Text section →
== Segment start ==
It compiles my_script.ralgol, assembles it against the device configuration, and executes a few cycles so you can see it run. When something is wrong, the compiler prints a message with a line, a column and an error code, and a non-zero exit status tells the helper to stop. Reading those messages is the core skill. Here are three mistakes you will make, and what the compiler says.

A field that is too wide for a word — 40 bits will not fit in a 32-bit word:

1w interface {
  40b unsigned huge;
} ral;

script {};

The compiler reports error[E208] (the field exceeds 32 bits), along with the follow-on word-alignment and size errors. Shrink the field, or split it.

A forgotten semicolon — every statement ends with one:

1w interface {
  1w emit unsigned ticks;
} ral;

script {
  std::add(ral.ticks, 1) -> ral.ticks
};

The compiler reports error[E303] (a missing semicolon) and points at the line.

An else branch that is not last in a switch-like if:

1w interface {
  1w reserved;
} ral;

script {
  if (dio.0.digout_1)
    else: 1 -> dio.0.digout_1;
    is 1: 0 -> dio.0.digout_1;
  fi;
};

The compiler reports error[E308] (the else must come last). Move it to the end.

The workflow, then, is: write a little, compile with ralgolitcc, read any message, fix, and repeat. Because the compiler checks both the language and the availability of every function and field you use, a script that compiles and assembles cleanly is very likely to run on the device.

Tooling

There is no dedicated editor or language server — you write the script as plain text and use the command-line toolchain. For everyday work, ralgolitcc (above) is all you need; under the hood it runs the compiler, the assembler and the executor in turn. In production you do not run the toolchain at all: you deploy the script text over the parameter server and the device compiles it.

The full toolchain runs on Linux. If you work on Windows, the compiler alone (ralgolitc) is also available there to check a script’s syntax and semantics and emit its compiled form; assembling and dry-running a script (the full ralgolitcc loop) is Linux-only. Either way the device itself always re-checks a script before it runs, so the platform you author on does not affect what the device accepts.

Extending the language

A script is a single file: there are no user-defined functions, includes or modules. You compose behaviour from the built-in library namespaces. Where an experiment needs something the library does not offer, you can write a small C++ extension that adds a function to the library — see writing a RALGOL extension. Because such customer-supplied code becomes part of a medical device, neuroConn reviews, tests, and deploys it through a controlled software process (risk management, verification and testing) before it runs.

Frequently asked questions

Is the onboard language a dedicated DSL or C/C++? A dedicated language, RALGOL. It compiles to bytecode that runs on the device’s virtual machine in the 1 ms real-time loop. See How a script runs.
== Segment end ==
The data →
== Segment start ==
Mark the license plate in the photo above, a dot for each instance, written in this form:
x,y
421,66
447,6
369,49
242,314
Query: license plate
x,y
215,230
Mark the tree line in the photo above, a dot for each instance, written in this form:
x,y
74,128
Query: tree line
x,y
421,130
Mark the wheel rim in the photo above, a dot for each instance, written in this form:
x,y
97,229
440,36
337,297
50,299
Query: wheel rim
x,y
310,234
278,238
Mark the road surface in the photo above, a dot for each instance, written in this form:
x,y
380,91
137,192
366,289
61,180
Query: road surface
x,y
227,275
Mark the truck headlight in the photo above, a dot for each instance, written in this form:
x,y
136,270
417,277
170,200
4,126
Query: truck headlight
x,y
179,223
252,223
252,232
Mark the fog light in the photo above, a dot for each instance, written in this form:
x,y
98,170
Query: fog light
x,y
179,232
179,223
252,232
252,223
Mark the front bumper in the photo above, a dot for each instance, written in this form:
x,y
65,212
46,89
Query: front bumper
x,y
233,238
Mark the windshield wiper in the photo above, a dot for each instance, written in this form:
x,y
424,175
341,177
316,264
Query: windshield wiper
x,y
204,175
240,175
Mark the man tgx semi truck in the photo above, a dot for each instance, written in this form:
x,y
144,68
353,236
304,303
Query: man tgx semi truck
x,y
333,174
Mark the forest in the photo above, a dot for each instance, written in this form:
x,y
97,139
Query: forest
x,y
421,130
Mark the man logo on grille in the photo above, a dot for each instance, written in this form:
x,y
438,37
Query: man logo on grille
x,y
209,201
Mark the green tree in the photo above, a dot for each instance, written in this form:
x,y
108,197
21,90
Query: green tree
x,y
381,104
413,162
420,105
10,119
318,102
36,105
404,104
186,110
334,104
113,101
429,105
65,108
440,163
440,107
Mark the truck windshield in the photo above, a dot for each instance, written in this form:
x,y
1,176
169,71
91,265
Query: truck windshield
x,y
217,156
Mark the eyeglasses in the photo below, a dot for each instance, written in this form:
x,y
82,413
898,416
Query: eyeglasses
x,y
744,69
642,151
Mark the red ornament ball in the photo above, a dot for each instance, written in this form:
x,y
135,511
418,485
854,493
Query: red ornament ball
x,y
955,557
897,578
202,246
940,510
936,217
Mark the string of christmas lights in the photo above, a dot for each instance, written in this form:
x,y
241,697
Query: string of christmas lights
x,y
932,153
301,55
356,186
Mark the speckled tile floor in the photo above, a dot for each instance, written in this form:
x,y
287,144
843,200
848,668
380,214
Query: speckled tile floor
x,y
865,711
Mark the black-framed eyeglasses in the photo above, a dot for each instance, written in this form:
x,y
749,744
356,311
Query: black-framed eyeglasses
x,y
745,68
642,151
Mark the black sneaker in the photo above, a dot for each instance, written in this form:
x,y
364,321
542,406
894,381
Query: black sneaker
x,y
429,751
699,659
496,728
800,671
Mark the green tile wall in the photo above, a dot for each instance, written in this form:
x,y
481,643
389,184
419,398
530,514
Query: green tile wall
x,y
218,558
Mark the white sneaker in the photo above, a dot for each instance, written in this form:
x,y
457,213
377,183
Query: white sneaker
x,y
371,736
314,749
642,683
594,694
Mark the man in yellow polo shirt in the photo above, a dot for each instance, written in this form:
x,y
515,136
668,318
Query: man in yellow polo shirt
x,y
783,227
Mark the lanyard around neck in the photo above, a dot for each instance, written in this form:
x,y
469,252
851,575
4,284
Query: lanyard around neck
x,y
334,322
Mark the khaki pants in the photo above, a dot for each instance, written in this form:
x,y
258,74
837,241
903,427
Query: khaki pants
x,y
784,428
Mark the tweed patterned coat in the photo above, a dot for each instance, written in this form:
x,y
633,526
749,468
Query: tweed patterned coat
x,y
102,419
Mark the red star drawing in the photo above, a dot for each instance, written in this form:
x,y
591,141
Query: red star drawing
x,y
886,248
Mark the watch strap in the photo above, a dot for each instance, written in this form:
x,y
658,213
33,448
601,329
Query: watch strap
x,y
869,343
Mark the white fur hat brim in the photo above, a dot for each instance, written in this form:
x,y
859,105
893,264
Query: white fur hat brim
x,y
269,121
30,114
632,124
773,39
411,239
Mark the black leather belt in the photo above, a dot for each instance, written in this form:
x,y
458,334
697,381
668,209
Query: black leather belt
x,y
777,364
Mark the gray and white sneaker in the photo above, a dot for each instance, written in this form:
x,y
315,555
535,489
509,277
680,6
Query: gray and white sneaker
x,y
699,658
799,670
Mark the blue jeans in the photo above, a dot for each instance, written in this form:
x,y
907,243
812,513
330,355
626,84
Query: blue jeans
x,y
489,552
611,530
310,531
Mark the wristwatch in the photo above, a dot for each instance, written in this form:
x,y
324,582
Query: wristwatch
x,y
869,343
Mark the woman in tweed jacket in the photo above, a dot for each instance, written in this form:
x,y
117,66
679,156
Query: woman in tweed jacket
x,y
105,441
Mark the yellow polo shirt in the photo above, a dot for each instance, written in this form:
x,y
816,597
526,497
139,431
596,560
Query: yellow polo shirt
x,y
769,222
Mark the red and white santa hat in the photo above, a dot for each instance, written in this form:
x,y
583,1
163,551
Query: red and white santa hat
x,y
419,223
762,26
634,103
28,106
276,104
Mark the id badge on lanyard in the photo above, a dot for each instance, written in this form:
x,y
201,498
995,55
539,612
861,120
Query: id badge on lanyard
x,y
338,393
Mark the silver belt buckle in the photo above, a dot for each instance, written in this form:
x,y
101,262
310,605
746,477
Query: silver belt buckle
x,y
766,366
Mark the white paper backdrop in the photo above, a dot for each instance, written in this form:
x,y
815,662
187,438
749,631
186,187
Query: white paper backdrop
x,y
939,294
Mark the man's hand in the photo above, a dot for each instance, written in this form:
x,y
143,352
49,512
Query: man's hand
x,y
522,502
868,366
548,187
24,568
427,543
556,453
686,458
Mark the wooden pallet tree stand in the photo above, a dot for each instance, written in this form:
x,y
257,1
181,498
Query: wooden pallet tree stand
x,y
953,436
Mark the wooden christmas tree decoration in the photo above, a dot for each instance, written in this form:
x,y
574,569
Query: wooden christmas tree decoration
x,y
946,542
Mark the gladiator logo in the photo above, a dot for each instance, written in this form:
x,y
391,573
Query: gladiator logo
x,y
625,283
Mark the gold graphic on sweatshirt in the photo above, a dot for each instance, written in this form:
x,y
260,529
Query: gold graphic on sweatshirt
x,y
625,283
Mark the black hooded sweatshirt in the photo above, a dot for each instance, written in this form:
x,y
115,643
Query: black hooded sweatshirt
== Segment end ==
== Segment start ==
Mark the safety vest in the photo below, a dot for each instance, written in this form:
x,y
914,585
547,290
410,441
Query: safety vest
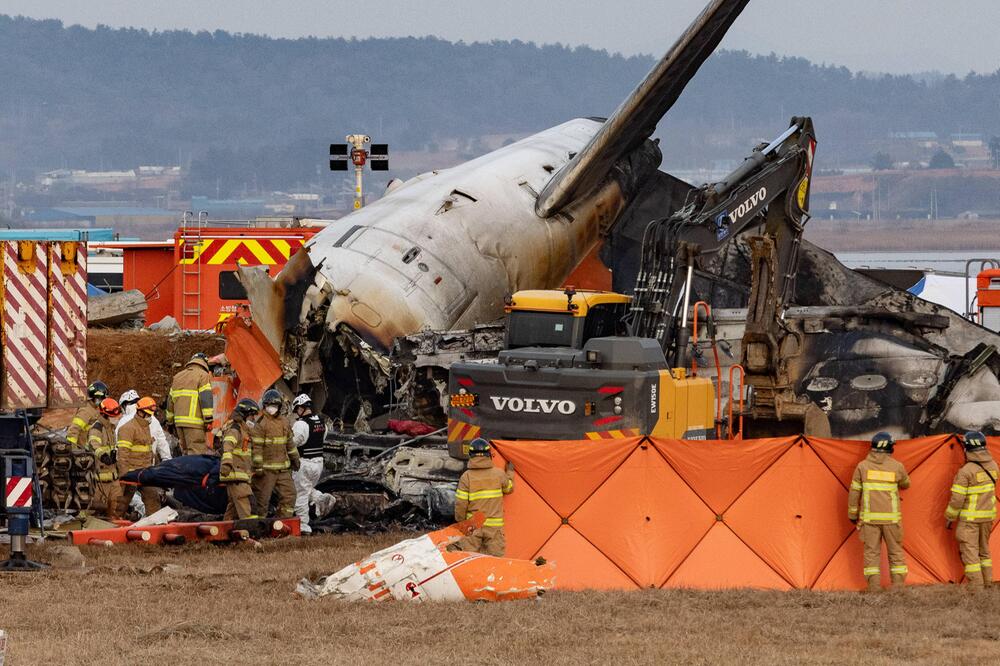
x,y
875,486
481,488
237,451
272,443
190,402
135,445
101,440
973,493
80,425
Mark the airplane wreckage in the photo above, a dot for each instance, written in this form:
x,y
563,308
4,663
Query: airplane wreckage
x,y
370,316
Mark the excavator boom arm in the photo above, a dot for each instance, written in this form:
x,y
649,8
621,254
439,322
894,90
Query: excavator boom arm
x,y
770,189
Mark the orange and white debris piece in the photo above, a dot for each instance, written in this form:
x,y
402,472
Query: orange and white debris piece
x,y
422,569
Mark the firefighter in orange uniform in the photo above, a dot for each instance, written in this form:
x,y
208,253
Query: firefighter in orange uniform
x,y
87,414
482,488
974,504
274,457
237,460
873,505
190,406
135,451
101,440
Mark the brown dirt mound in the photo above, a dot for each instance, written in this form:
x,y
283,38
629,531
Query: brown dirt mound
== Segment end ==
== Segment start ==
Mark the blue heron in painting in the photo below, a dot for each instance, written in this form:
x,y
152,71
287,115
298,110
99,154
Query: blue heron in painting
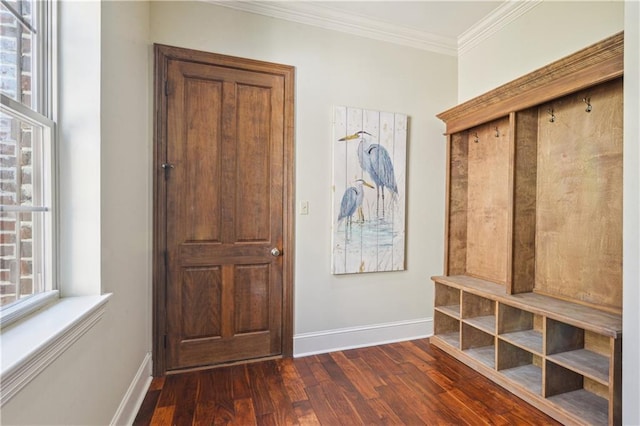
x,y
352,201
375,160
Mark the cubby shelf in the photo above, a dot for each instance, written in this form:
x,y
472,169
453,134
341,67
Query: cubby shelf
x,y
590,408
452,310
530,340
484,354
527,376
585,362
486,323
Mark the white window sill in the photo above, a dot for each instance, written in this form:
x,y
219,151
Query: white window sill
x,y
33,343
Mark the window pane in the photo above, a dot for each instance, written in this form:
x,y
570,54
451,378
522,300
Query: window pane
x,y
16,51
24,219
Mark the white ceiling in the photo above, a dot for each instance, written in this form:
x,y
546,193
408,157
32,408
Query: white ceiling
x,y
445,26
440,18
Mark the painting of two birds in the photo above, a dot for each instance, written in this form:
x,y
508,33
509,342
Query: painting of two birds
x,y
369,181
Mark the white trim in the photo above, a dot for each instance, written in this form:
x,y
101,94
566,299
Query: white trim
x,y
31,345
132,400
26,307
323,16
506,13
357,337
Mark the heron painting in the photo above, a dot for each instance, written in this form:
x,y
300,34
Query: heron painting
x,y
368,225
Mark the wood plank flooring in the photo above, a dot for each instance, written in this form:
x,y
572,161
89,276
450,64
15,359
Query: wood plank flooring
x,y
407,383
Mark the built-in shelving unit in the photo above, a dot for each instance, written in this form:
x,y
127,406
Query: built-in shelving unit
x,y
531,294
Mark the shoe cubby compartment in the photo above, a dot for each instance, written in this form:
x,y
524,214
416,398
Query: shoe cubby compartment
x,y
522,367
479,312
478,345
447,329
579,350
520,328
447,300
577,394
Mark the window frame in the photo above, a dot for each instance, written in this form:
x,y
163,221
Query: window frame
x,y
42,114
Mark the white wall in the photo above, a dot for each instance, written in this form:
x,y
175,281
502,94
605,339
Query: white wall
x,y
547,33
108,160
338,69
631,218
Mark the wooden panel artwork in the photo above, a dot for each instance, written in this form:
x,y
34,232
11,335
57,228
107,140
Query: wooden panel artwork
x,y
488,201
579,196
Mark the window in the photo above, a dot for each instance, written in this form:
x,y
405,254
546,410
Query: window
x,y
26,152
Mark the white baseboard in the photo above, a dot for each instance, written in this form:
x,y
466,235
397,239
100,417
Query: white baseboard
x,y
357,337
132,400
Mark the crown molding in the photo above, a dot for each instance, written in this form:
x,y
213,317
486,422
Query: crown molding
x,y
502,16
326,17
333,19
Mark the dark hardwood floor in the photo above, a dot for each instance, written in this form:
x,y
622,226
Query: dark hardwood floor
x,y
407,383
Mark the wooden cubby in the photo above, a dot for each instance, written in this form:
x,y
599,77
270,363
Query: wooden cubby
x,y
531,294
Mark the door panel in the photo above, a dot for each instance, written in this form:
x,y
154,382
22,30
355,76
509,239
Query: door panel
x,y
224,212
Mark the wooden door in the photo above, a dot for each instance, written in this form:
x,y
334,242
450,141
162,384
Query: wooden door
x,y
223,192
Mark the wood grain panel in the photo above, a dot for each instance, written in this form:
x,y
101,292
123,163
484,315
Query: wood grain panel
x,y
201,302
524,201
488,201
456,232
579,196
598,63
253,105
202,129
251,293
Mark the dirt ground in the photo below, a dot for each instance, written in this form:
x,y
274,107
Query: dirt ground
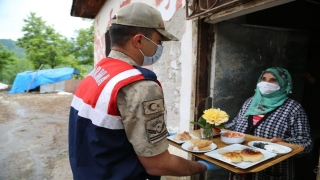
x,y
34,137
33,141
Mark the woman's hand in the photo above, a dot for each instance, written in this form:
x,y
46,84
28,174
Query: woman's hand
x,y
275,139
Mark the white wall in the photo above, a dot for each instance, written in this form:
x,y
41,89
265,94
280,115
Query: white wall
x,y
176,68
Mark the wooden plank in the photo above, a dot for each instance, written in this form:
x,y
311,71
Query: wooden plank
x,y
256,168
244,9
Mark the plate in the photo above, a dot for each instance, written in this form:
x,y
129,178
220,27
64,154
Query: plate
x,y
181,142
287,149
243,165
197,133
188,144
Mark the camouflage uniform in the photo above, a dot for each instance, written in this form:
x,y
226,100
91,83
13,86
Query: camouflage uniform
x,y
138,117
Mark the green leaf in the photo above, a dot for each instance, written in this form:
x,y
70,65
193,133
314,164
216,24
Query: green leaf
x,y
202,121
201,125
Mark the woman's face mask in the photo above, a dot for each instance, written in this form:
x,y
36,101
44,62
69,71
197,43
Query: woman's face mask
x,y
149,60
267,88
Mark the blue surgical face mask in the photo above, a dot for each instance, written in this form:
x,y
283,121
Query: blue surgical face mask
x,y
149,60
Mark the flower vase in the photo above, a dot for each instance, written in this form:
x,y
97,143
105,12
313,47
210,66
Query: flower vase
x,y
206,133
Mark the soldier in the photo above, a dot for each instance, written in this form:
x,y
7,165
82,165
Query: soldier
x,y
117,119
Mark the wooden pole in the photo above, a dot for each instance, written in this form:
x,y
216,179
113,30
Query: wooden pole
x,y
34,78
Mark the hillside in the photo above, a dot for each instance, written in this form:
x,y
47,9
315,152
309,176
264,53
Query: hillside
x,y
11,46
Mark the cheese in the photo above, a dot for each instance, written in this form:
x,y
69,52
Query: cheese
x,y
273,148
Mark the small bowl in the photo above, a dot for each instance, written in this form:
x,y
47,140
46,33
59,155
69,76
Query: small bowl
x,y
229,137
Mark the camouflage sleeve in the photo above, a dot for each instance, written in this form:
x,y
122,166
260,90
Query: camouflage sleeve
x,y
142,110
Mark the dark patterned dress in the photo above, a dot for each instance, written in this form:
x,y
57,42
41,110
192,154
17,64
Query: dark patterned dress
== Segment end ==
Assigned task 1 → List every compiler error code that the RALGOL text mentions.
Assigned task 2 → Copy the RALGOL text from "A forgotten semicolon" up to and including "at the line.", keeping every character unchanged.
You can ignore the lines; none of this work uses them.

Exercise solution 1 → E208, E303, E308

Exercise solution 2 →
A forgotten semicolon — every statement ends with one:

1w interface {
  1w emit unsigned ticks;
} ral;

script {
  std::add(ral.ticks, 1) -> ral.ticks
};

The compiler reports error[E303] (a missing semicolon) and points at the line.